Collage

The Lagunilla flea market in Mexico City has, for reasons nobody can fully explain to me, enormous quantities of Spanish-language LIFE magazines from the 1950s, 60s, and 70s. I go there every couple of weeks and buy a stack. The ads alone are worth it: full-page illustrated spreads for cigarettes and kitchen appliances, shot and art-directed with a seriousness that no one would spend on those things today and an educational tone that, looking back, just sounds ridiculous. The photographs have a grainy warmth, and the typography is beautifully ornate.

I’ve been making collages from these for a few years now. I flip through the magazines until something catches my eye, and then start combining things across decades and contexts: a mid-century ad next to a war photograph, a smiling housewife next to something she probably shouldn’t be smiling about. Often, I spend as much time reading the articles as cutting them up. A 60-year-old feature on families struggling with ties that reach across the US-Mexico border reads differently when you’ve just listened to a podcast on the Border Wall.

I cut out words and captions from the ads and headlines and layer them in to heighten whatever is going on or turn it into something weirder. What I like about collage is that the material pushes back. You have to work with what the magazine gives you, and half the time, the interesting stuff comes from being stuck with an image or a word that doesn’t quite fit perfectly.

Once image generation models got good enough in 2025, I set up a custom Gem in Google’s Gemini using NanoBanana, trained it on photos of my own physical collages, and started feeding it iPhone photos as input. The model’s looseness with prompts turned out to be a feature rather than a bug: it doesn’t do exactly what you ask, it goes somewhere nearby. That’s usually where the interesting stuff comes from in collage, anyway.

The analog work is still what I’d rather be doing on a Saturday afternoon, but the model has become an interesting creative complement. It’s almost a portable, social version of my usually stationary, solitary hobby. I love taking photos of friends and placing them in absurd juxtapositions, making them the centerpiece rather than a random stranger from the 1950s.

A digital collage generated by the Gem model
A quick collage I made using the Gemini Gem at a friend's party.

[Point-per-instance localization data]
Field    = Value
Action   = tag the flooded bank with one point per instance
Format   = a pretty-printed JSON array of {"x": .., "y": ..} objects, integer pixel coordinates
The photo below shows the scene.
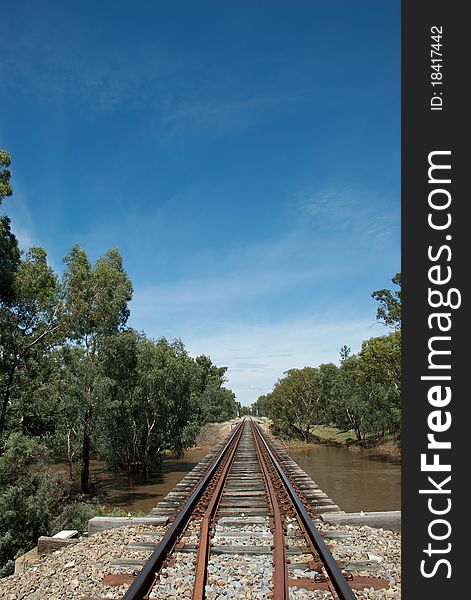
[
  {"x": 353, "y": 478},
  {"x": 138, "y": 495}
]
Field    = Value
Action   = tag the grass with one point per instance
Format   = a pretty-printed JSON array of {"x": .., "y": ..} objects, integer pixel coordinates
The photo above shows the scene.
[{"x": 326, "y": 433}]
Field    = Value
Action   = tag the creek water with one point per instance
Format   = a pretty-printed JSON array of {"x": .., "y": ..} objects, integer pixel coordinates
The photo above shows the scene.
[{"x": 353, "y": 478}]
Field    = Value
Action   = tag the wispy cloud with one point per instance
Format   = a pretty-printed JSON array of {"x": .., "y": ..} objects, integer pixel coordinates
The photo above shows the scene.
[
  {"x": 279, "y": 346},
  {"x": 352, "y": 208}
]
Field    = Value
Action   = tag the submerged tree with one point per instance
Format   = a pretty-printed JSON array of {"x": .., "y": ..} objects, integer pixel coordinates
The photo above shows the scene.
[{"x": 96, "y": 306}]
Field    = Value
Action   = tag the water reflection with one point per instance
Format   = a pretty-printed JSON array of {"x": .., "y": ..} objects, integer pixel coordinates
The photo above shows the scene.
[
  {"x": 353, "y": 478},
  {"x": 137, "y": 494}
]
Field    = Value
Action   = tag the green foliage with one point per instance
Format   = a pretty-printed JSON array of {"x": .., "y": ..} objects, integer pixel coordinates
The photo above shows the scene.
[
  {"x": 5, "y": 186},
  {"x": 389, "y": 309},
  {"x": 74, "y": 382},
  {"x": 29, "y": 497},
  {"x": 363, "y": 394}
]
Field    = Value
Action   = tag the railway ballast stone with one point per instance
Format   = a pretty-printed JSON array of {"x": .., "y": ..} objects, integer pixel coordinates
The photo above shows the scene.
[{"x": 77, "y": 572}]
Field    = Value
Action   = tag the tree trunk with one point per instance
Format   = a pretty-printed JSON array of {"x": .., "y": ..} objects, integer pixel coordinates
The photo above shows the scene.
[
  {"x": 85, "y": 475},
  {"x": 6, "y": 398}
]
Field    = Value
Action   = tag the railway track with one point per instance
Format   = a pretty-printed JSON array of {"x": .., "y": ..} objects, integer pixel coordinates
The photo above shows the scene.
[{"x": 245, "y": 510}]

WHAT TO PRODUCE: In the text about collage, where does the writer buy the Spanish-language LIFE magazines?

SOLUTION FOR THIS EXERCISE: At the Lagunilla flea market in Mexico City.